EXERCISE A :: Write out the portion of the sound-classification excerpt between "When extractor 127" and "the time interval.", inclusive.

When extractor 127 has identified an attribute in the sensor signals, extractor 127 then identifies the relevant portion(s) of the sensor signal(s) that corresponds to that attribute. Typically, extractor 127 will forward the actual sensor-signal data that corresponds to the identified attribute. In exemplary embodiments, the attributes may comprise sounds from wildlife/animals, humans, automobiles, airplanes, or a detected lack of significant sound. Extractor 127 can be configured to collect sensor-signal data over a period of time and, at the end of the time period, analyze the collected sensor-signal data so as to detect any events occurring within the time interval.

During operation, extractor 127 is configured to produce set of attributes 130 about each environmental sound 120, i.e., descriptors of the sensor output signals that correspond to a given identified sound and/or event. Generally, an attribute consists of a feature and a corresponding value for this feature. For example a feature defining the average pitch of an audio signal segment corresponding to an event could consist of the attribute <average pitch> and the value data: <28.4 kHz>. Typically, features will be generated separately for the different channels (sensor outputs) and environmental sounds, but embodiments herein also cover the case of composite features, which are derived from processing together the output signals from two or more sensors (including sensors of different kinds).

In the case of audio sensor outputs, typical attributes that may be calculated for an audio segment include:

    • the pitch of the audio segment as evaluated during a portion of the sound signal waveform (e.g., derived by determining the most prominent peak in the Fourier transform);
    • the energy of the audio segment;
    • the “noisiness” of the segment (e.g. found by computing spectral flatness);
    • the “percussivity” (found, for example, by analyzing the energy of the attack portion of the waveform);
    • the “timbre” of the sound (for example, modeled by its Mel Frequency Cepstrum Coefficients);
    • the frequency bandwidth of the audio segment; and
    • the duration of the audio segment.

Once attributes 130 are identified for each environmental sound 120, attributes 130 are then sent to a comparison component 132, which is configured to compare attributes 130 to a collection of known sounds, i.e., pre-established/identified sounds stored in storage system 116 (FIG. 1). In one embodiment, storage system 116 is a database of natural outdoor sounds and previously recorded household sounds (e.g., family members, dog, automobiles, etc.). Based on the comparison, comparison component 132 seeks to describe each event using attributes/features taken from the predetermined set of sounds, e.g., the attributes that were used to define sound and event categories during a preliminary input and learning phase. When analysis component 126 has determined that attributes 130 describe a given environmental sound 120, it supplies the data to a classification component 134 configured to classify each environmental sound 120 based on the comparison of attributes 130 to the collection of known sounds. In one embodiment, classification component 134 identifies each of the environmental sounds 120 as one of: a recognized sound, or an unrecognized sound. That is, those attributes that match entries within storage system 116 of previously recorded sounds, are classified as known, and can be processed accordingly, while those attributes that do not generate a match are classified as unrecognized.

PROVIDED RECORDS ::
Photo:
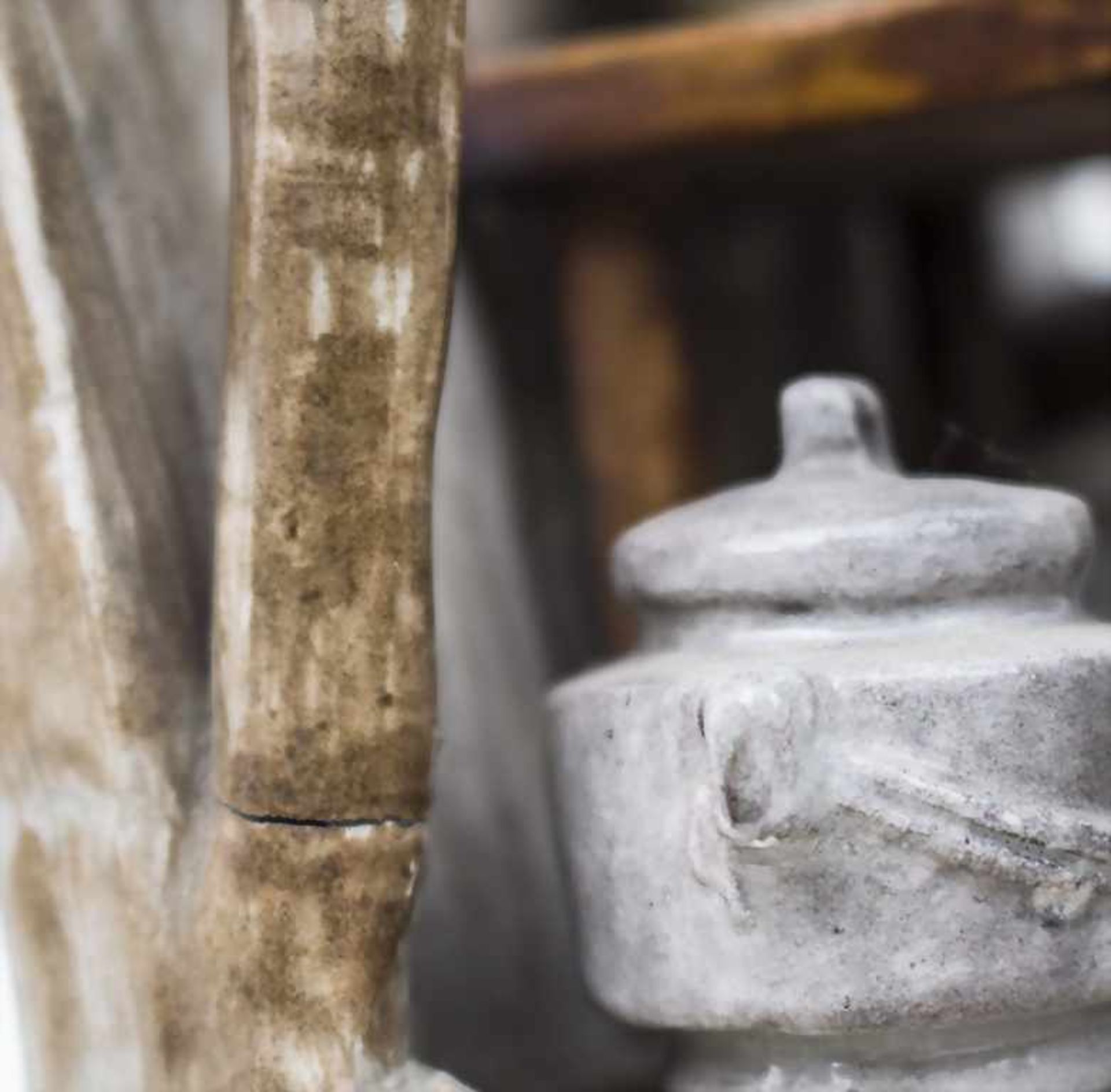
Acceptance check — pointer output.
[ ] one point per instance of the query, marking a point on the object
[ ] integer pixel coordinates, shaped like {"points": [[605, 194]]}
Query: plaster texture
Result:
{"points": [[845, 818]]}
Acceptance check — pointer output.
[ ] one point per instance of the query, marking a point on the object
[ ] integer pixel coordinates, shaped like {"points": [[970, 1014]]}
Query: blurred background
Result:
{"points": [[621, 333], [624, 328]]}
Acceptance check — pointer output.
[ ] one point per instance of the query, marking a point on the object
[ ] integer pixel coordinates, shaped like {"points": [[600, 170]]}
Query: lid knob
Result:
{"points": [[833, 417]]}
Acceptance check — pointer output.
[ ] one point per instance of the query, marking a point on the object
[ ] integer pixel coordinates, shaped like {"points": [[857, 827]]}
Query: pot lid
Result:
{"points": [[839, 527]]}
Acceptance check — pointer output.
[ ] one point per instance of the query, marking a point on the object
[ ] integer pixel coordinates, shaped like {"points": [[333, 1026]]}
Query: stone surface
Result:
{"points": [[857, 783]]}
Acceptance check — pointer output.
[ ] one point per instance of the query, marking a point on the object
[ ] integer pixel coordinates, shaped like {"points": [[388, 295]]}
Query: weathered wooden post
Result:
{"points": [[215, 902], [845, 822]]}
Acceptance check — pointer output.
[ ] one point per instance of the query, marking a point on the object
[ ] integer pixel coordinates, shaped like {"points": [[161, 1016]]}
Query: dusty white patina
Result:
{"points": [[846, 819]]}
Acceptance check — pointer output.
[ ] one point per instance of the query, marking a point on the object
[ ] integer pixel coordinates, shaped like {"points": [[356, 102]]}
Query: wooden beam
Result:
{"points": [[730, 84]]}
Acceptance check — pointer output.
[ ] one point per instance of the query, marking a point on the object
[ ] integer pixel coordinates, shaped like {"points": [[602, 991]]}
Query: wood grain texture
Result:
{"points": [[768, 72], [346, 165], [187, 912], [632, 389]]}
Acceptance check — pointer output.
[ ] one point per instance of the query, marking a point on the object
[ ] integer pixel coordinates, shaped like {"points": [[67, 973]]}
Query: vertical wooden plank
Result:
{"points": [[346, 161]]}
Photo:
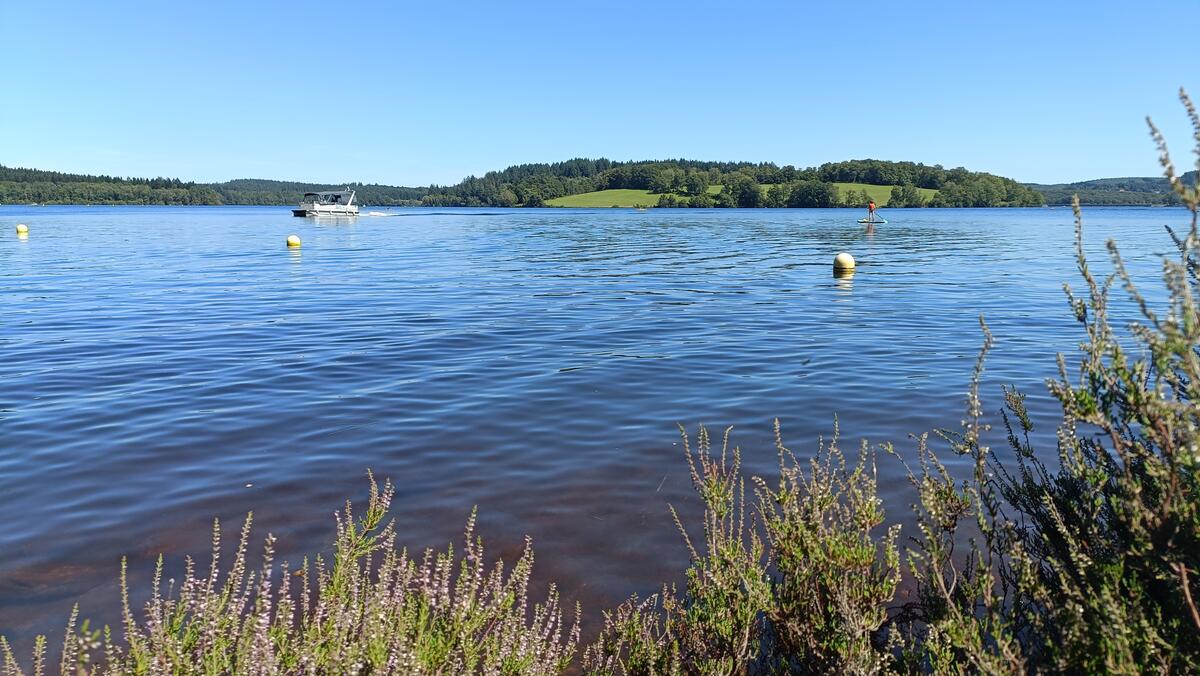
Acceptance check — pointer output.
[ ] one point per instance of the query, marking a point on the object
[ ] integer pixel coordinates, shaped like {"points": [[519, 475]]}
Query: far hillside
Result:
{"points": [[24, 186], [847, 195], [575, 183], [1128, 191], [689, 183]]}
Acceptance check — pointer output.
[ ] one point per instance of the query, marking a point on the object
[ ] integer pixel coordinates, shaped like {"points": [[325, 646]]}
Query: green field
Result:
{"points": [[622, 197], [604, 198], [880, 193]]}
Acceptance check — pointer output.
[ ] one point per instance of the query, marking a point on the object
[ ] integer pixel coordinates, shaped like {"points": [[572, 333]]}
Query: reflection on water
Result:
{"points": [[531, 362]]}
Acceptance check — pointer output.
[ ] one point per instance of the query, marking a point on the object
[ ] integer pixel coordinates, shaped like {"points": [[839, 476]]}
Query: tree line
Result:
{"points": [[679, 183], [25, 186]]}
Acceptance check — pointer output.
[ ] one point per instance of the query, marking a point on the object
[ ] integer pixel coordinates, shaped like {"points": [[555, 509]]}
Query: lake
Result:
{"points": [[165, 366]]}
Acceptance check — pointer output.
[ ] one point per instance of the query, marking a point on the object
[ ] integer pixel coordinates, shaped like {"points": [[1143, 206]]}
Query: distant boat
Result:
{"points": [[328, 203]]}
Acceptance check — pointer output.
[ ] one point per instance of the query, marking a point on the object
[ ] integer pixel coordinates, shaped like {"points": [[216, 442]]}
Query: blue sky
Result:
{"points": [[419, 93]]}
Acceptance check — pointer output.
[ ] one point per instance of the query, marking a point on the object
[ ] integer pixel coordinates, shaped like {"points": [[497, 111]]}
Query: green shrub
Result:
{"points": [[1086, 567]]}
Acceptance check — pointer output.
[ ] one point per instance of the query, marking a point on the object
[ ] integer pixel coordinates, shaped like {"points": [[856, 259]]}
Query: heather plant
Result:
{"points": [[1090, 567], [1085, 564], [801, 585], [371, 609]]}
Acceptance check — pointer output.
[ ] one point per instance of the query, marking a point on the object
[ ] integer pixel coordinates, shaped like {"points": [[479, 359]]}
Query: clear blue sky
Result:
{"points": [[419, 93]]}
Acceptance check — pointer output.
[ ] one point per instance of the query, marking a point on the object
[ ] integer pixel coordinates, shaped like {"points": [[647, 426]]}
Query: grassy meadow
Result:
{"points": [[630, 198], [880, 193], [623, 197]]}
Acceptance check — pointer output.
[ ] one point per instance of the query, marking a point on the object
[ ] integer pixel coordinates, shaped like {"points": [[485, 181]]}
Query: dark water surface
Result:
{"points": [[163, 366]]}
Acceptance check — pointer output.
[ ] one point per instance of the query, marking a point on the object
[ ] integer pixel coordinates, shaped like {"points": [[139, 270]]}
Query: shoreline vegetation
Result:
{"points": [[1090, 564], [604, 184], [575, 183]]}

EXERCISE B :: Find every line in the records that contains the word "wooden", and copy each of those lines.

SOLUTION A ::
When extractor 127 has identified an attribute in the sensor signals, extractor 127 then identifies the relevant portion(s) of the sensor signal(s) that corresponds to that attribute. Typically, extractor 127 will forward the actual sensor-signal data that corresponds to the identified attribute. In exemplary embodiments, the attributes may comprise sounds from wildlife/animals, humans, automobiles, airplanes, or a detected lack of significant sound. Extractor 127 can be configured to collect sensor-signal data over a period of time and, at the end of the time period, analyze the collected sensor-signal data so as to detect any events occurring within the time interval.

SOLUTION B ::
Query: weathered wooden post
Query: wooden beam
Query: vertical wooden plank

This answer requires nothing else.